◆ УСЛОВИЯ УПРАЖНЕНИЯ:
a: Ответьте по тексту о споре Каченовского с Полевым на три вопроса:
(i) На кого Каченовский подал жалобу в Московский цензурный комитет?
(ii) Каким числом датирован черновой автограф заметки Пушкина «Отрывки из литературных летописей»?
(iii) В каком издании эта заметка в итоге появилась?
b: Определите, согласуется ли каждое утверждение с текстом о споре Каченовского с Полевым. Ответьте «да» или «нет» и приведите решающие слова текста дословно.
(i) Глинка подписывал журнальные материалы к печати только после внимательного прочтения.
(ii) На собрании университетского совета никто не возразил против обвинения.
(iii) Пушкин считает, что статья Полевого задела личную честь Каченовского.
c: Продолжите текст о споре Каченовского с Полевым, начав сразу после его последнего предложения.

Оскорбленный Каченовский подает в Московский цензурный комитет жалобу на цензора «Телеграфа», известного литератора С. Н. Глинку, который был известен многими причудами, например обыкновением подписывать к печати, не читая, все представлявшиеся ему журнальные материалы[109]. Неординарность поступка Каченовского, подавшего в цензурное ведомство, применяя современную терминологию, «иск о защите чести и достоинства», этим, однако, не исчерпывается. «В собрании университетского совета была прочитана статья Московского телеграфа, будто бы оскорблявшая в лице Каченовского, почетнейшего между сочленами, все их сословие. Ни один голос не восстал против этого нелепого обвинения, и все присутствовавшие подписали прошение к министру народного просвещения, где выставляли издателя Московского телеграфа как оскорбителя ученого сословия и просили расправы с дерзким самовольником, а еще более с явным его сообщником, цензором Глинкою»[110]. Итак, нападки Полевого на «Вестник Европы» явно выходят за рамки сугубо литературного спора. Речь шла (по крайней мере в восприятии Каченовского и его коллег) об атаке на весь цех университетских преподавателей.
На полемику «Московского телеграфа» с «Вестником Европы» живо откликнулся Пушкин. Прежде всего в привычном жанре эпиграммы, направленной против Каченовского:
Пушкин пишет также специальную заметку «Отрывки из литературных летописей» (датированную в черновом автографе 27 марта 1829 года). Однако цензурный запрет помешал опубликовать заметку в «Невском альманахе», и она появилась только к концу года в «Северных цветах на 1830 год» (СПб.: Тип. Департамента народного просвещения, 1829). К этому моменту пушкинский текст утратил злободневность, перестал быть простой репликой в споре Каченовского с Полевым. Читатель получил не столько литературно-критическую заметку, сколько рассуждение о законах, правилах, по которым должно вести полемику. С самого начала Пушкин (правда, не без иронии) утверждает, что собирается «изложить все дело sine ira et studio»[112]. Анализируя «литературное поведение»[113] спорщиков, Пушкин находит, что «в статье г. Полевого личная честь г. Каченовского не была оскорблена»[114]. Посему решение Каченовского предпринять «другие (т. е. нелитературные. Д. Б.) меры к охранению своей личности»[115] признается немотивированным, а следовательно, недостойным.

◆ ПРЕДОСТАВЛЕННЫЕ ЗАПИСИ:
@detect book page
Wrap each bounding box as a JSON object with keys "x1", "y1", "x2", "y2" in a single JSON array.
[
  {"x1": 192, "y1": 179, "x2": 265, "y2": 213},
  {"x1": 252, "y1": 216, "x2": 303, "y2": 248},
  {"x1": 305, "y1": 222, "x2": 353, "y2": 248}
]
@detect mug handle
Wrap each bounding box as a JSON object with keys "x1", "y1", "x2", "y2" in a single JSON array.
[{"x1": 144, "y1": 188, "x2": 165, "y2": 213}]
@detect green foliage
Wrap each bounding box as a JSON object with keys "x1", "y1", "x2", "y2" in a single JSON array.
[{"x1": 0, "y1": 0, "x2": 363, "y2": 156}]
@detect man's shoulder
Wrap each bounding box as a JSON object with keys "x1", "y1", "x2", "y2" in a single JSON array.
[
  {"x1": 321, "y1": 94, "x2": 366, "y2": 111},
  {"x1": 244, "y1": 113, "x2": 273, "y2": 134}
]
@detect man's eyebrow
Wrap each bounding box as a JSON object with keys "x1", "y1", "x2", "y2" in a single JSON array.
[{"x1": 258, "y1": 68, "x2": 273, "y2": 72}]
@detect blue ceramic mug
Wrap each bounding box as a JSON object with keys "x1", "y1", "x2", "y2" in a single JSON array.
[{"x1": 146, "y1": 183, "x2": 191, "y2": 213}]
* * *
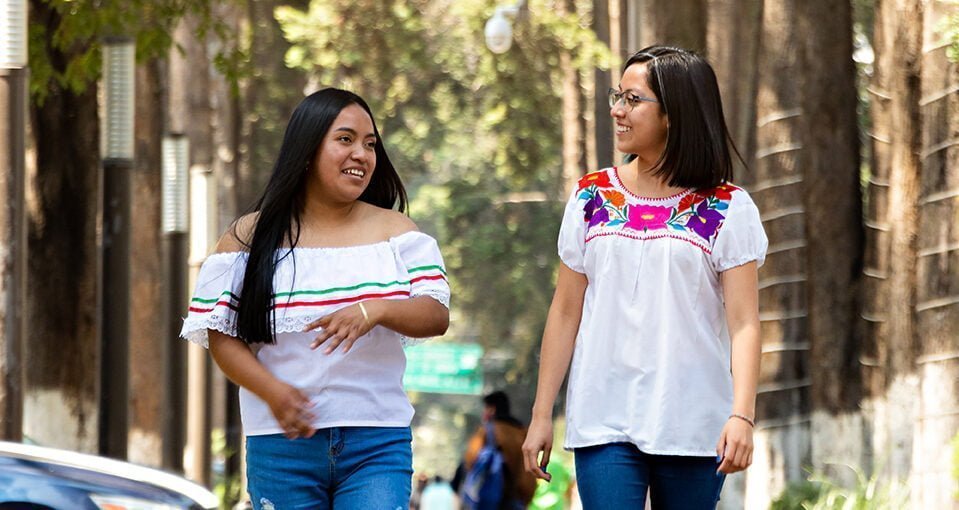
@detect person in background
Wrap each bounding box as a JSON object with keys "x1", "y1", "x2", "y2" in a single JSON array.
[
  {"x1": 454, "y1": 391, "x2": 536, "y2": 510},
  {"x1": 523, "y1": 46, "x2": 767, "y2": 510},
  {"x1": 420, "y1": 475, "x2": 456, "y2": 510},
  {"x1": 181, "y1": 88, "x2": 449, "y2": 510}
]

◆ ОТВЕТЫ ПО ЗАДАНИЯМ:
a:
(i) На цензора «Телеграфа», литератора С. Н. Глинку.
(ii) 27 марта 1829 года.
(iii) В «Северных цветах на 1830 год».

b:
(i) Нет: «подписывать к печати, не читая, все представлявшиеся ему журнальные материалы».
(ii) Да: «Ни один голос не восстал против этого нелепого обвинения».
(iii) Нет: «в статье г. Полевого личная честь г. Каченовского не была оскорблена».

c:
Конечно, вывод Пушкина о том, что в нападках Полевого присутствует «не лицо, а только литератор», не лишен злого сарказма. Однако важно другое: рассуждая в терминах своей литературной партии («Потомок Трувора или Гостомысла, трудолюбивый профессор, честный аудитор и странствующий купец равны пред законами критики»[116]), Пушкин весьма проницательно комментирует «антипрофессорские» высказывания Полевого. Действительно, И. Бенигну вроде бы раздражают «академические» сетования Каченовского («законы словесности молчат при звуках журнальной полемики»), стремление последнего привнести профессорские интонации, научную терминологию в литературные споры: «Надобно, чтобы голос их <т. е. «законов словесности»> доходил до слуха любознательного»[117].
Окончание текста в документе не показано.